**Exercise prompt:**
Copy the records below word for word, keeping every line in its original order.

Dataset records on where objects are located:

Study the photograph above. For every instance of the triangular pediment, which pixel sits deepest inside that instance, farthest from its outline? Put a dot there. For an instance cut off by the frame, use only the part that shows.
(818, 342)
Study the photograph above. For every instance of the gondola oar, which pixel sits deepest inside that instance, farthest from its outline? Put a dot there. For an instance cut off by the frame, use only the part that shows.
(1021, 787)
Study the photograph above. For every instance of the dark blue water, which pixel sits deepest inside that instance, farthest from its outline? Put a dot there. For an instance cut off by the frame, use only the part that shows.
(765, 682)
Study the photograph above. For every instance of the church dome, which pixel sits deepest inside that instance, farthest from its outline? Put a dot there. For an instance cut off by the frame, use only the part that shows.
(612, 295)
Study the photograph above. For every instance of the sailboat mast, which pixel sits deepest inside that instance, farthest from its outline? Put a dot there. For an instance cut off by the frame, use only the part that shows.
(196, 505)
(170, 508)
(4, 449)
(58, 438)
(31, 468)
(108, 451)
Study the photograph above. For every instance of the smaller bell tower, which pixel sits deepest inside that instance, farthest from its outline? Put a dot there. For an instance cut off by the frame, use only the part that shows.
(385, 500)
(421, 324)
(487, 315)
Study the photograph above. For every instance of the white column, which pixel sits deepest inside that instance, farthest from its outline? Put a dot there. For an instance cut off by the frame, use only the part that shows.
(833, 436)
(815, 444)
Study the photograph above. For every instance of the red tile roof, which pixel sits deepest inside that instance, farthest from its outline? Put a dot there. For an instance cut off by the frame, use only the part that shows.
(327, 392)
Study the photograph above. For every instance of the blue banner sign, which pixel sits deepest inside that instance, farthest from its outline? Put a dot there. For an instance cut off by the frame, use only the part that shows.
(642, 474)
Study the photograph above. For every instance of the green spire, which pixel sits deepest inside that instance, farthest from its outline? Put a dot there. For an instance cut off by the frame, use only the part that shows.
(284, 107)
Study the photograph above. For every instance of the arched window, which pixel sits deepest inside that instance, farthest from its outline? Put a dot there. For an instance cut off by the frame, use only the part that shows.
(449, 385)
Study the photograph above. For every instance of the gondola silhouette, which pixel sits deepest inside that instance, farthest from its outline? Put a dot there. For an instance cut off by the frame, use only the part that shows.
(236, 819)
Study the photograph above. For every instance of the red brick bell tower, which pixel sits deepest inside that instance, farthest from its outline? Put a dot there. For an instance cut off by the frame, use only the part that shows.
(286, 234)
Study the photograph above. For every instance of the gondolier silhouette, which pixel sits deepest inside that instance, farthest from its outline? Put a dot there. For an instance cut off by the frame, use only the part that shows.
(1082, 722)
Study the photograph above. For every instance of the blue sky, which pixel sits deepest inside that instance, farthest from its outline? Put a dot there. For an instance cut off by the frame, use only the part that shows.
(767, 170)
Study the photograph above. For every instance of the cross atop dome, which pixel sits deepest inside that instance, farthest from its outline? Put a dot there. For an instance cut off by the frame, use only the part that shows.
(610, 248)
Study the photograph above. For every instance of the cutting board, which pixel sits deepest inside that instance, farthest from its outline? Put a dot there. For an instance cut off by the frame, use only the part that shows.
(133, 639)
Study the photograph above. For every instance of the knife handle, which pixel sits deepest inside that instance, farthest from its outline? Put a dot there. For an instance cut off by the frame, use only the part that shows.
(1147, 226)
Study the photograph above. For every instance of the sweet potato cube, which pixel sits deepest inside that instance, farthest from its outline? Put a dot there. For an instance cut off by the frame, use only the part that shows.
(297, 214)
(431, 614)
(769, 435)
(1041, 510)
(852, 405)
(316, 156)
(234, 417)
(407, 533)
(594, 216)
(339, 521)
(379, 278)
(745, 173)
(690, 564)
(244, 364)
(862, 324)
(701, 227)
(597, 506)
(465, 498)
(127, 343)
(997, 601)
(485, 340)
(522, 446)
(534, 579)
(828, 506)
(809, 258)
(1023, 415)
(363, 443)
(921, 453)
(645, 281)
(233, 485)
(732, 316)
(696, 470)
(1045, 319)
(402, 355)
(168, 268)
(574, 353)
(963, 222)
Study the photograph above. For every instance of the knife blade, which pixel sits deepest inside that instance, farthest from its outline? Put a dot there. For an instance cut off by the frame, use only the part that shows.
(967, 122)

**The reply:**
Study the photograph above. For every instance of the triangular pediment, which pixel sits deepest inside that instance, farthest from its outline? Put a dot there. For an instance cut off by the frame, use only the part that shows.
(818, 342)
Study the photograph above. For every instance of the gondola oar, which pixel sits deepest inside that instance, farthest from its outline? Put a dot there. For an instance cut off by the frame, use only the part that shows.
(1021, 787)
Study the photograph above. For every instance of the dark blue water, which pixel sits deepest inside that instance, farthest from its outline? Put a dot there. For an instance cut off by the frame, use only the part that shows.
(765, 682)
Study the photograph above. For every instance of the church dome, which pixel sits deepest inside that instance, farthest from its outline? Put a dot there. For an instance cut off by the frame, use only the part that shows.
(612, 295)
Study the photograph above. For every instance of the sailboat mast, which pixel sits deepest inside that instance, farthest from its outline? Put a dot there. For an instance cut off by the frame, use only the part that shows.
(196, 505)
(170, 508)
(4, 449)
(58, 438)
(31, 468)
(108, 451)
Study the photograph above. For every instance of the smaller bell tower, which pixel sits deepest inside that instance, farthest from its outline? Put a dot there. For an instance cut off by the frame, use only the part that shows.
(385, 500)
(421, 324)
(487, 315)
Study the photograph above. For every instance of the white column, which pixel sits deepest inside that instance, farthest from its outline? Put a dot there. For an instance cut off by the frame, use only the part that shows.
(833, 436)
(815, 444)
Study the photograph above. For every instance of the red tile roof, which pixel sits deepest inside that instance, farthest from its outline? Put a dot there. For an instance cut off by the frame, use only the part that shows.
(327, 392)
Study the photograph above. For every instance of the blue banner sign, which pixel sits deepest inside that instance, farthest from its outline? Put a dot there. For an instance cut off by the frame, use only the part that shows.
(642, 474)
Study the photograph above. For every instance of the green spire, which pixel sits deepest inside that instance, farthest from its outline? Put a dot there. For an instance cut off by the frame, use only the part that shows.
(284, 107)
Study the photograph above. For every instance of the arched window, which pixel sits deepest inside that instance, farthest from its outline? Put a dot there. For an instance cut off by the frame, use only the part that shows.
(449, 385)
Study the photograph above. For every instance of the gondola silhouette, which pixel sits deepest inside that instance, farthest from its outline? Put a dot there. For an instance cut off by the frame, use only the part that shows.
(236, 819)
Study the photograph above. For every instance of the red brick bell tower, which pixel sits deepest inside that instance, farthest from its outline? Put a dot there. For an instance cut off by the frame, use only the part that shows.
(286, 234)
Study the photograph above. For every instance of the gondolier silhouette, which pixel sits deepest inside that instance, farthest from its outline? Put a dot there. For an instance cut off by the frame, use only the part that shows.
(1082, 722)
Study the photograph above. For every instance of the blue sky, which pixel sits deepest inside that instance, farthest from its outline? Put a dot there. For an instance cut off by the frame, use only the part that shows.
(767, 170)
Study the photograph above. For every instance of the cross atop dome, which pixel sits deepest inside that instance, farthest from its outline? Put a dot there. For an instance cut off by the frame, use only the part that shows.
(610, 248)
Study the photograph above. For every instance of the cutting board, which pixel sits deepest inside that instance, farthest from its outline? Put a dot there. For an instance cut off by the frame, use only the part that shows.
(133, 639)
Study the photograph above. For every instance of the knife handle, which pixel sits deepest inside that instance, farthest from its outline? Put a dot there. For an instance cut off by the frame, use only the part that shows.
(1147, 226)
Study the photograph above. For every instance of the sweet potato cube, which pixel sits deepest inside that instance, farthest from its outline? Put a dot there. For an instance cut off by the frame, use only the part that shows.
(297, 214)
(431, 614)
(769, 435)
(1041, 510)
(852, 405)
(316, 156)
(234, 417)
(407, 533)
(594, 216)
(339, 521)
(379, 278)
(745, 173)
(690, 564)
(244, 364)
(862, 324)
(701, 227)
(597, 506)
(465, 498)
(127, 343)
(997, 601)
(485, 340)
(522, 446)
(534, 579)
(828, 506)
(809, 258)
(1023, 415)
(363, 443)
(921, 453)
(645, 281)
(233, 485)
(732, 316)
(696, 470)
(1045, 319)
(402, 355)
(168, 268)
(574, 353)
(963, 222)
Study the photograph above. For every instance of the knife blade, which pixel sits deepest inside that instance, farthest from its outline? Put a dot there. For an instance cut off by the frame, use only the part that shows.
(967, 122)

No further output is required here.